## Arbeitsanweisung:
Welchen Betrag verlangte die Mutter laut dem Text zur privaten Unfallversicherung von der Versicherungsgesellschaft?

Warum eine Depression den Schutz der privaten Unfallversicherung kosten kann
Wer durch einen Unfall bleibende Schäden davonträgt, hat automatisch Anspruch auf Leistungen seiner privaten Unfallversicherung? Darüber lässt sich trefflich streiten. Das belegt einmal mehr ein aktuelles Urteil des Oberlandesgerichts Karlsruhe.
Auch wenn Vertreter und Hochglanzbroschüren der privaten Unfallversicherungen oft ein anderes Bild zeichnen: Um nicht bei jedem folgenreichen Unfall zahlen zu müssen, begrenzen die Gesellschaften ihre Risiken sehr gezielt. Zum Beispiel durch die Aufnahme spezieller Ausschlusstatbeständen in ihre Bedingungen.
Welch schwerwiegende Folgen das haben kann, belegt ein Fall, mit dem sich vor Kurzem das Oberlandesgericht (OLG) Karlsruhe befassen musste.
Im konkreten Fall ging es um den Fall einer Mutter, die für ihren (mittlerweile erwachsenen) Sohn eine private Unfallversicherung abgeschlossen hatte. Der Police lagen die Allgemeinen Unfallversicherungs-Bedingungen (AUB) 2000 zugrunde. Sie schließen einen Versicherungsschutz unter anderem bei Unfällen, „durch Geistes- oder Bewusstseinsstörungen“ aus.
Unfallschutz bei Suizidversuch?
Dies Klausel wurde dem Versicherungsnehmer zum Verhängnis. Bereits als Teenager litt der junge Mann an Angststörungen und hatte zudem Depressionen. Im Januar 2019 fasste der daher den Entschluss, sich das Leben zu nehmen und sprang aus dem Fenster seines Zimmers. Der Suizidversuch scheiterte zwar, jedoch brach sich der Kunde beide Beine und die Wirbelsäule. Die Mutter des Verletzten wandte sich daraufhin an ihre private Unfallversicherung und begehrte – auf Basis eines angenommenen Invaliditätsgrades von 33,5 Prozent die vereinbarte Leistung, nämlich 36 200 Euro.
Die Gesellschaft verweigerte die Zahlung und berief sich darauf, dass es an der „Unfreiwilligkeit“ des Unfalles mangle. Hiergegen klagte die Mutter – hatte aber keinen Erfolg.
Unfähigkeit, die eigenen Handlungen rational zu steuern
Bereits die erste Instanz befand, dass der Leistungsausschluss nach 5.1.1 AUB 2000 im vorliegenden Fall einschlägig sei. Dabei nahm das Landgericht Bezug auf die Aussagen der Mutter, wonach ihr Sohn wegen seiner psychischen Erkrankung zum Zeitpunkt des Suizidversuchs einem Zwang unterlegen habe und daher nicht frei handeln konnte. Ausgehend davon müsse man vorliegend von einer Schädigung in Folge einer Geistes- oder Bewusstseinsstörung ausgehen – und damit von einem Ausschlusstatbestand im Sinne der Versicherungsbedingungen.

## Gespeicherte Daten:
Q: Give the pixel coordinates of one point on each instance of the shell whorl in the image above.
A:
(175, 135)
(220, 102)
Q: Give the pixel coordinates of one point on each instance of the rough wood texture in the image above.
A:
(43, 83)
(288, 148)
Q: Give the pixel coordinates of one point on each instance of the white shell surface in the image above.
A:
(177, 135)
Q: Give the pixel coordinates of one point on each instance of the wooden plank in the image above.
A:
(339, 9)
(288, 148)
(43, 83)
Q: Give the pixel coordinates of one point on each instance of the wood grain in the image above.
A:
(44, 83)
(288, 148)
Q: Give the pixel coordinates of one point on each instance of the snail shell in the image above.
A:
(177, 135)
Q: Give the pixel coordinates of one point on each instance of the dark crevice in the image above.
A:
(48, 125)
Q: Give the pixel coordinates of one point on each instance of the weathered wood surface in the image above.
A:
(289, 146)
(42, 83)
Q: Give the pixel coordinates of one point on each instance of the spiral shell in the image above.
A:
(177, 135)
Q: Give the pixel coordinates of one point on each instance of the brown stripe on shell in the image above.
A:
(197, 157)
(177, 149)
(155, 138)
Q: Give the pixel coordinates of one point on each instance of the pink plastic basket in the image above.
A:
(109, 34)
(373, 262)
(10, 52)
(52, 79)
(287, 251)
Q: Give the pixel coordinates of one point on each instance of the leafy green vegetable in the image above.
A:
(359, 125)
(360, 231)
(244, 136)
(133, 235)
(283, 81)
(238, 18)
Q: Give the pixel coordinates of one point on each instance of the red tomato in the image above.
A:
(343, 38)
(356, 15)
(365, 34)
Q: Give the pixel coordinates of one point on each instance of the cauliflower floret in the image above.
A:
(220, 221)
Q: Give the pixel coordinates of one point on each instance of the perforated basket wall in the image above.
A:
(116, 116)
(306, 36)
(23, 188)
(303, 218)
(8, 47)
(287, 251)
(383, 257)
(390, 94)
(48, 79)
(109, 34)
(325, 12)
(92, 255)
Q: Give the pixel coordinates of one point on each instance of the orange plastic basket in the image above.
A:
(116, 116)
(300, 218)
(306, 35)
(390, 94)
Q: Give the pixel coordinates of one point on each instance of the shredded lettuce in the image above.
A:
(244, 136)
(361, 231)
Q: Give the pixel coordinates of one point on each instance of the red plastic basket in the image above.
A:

## Antwort:
Sie verlangte 36 200 Euro auf Basis eines angenommenen Invaliditätsgrades von 33,5 Prozent.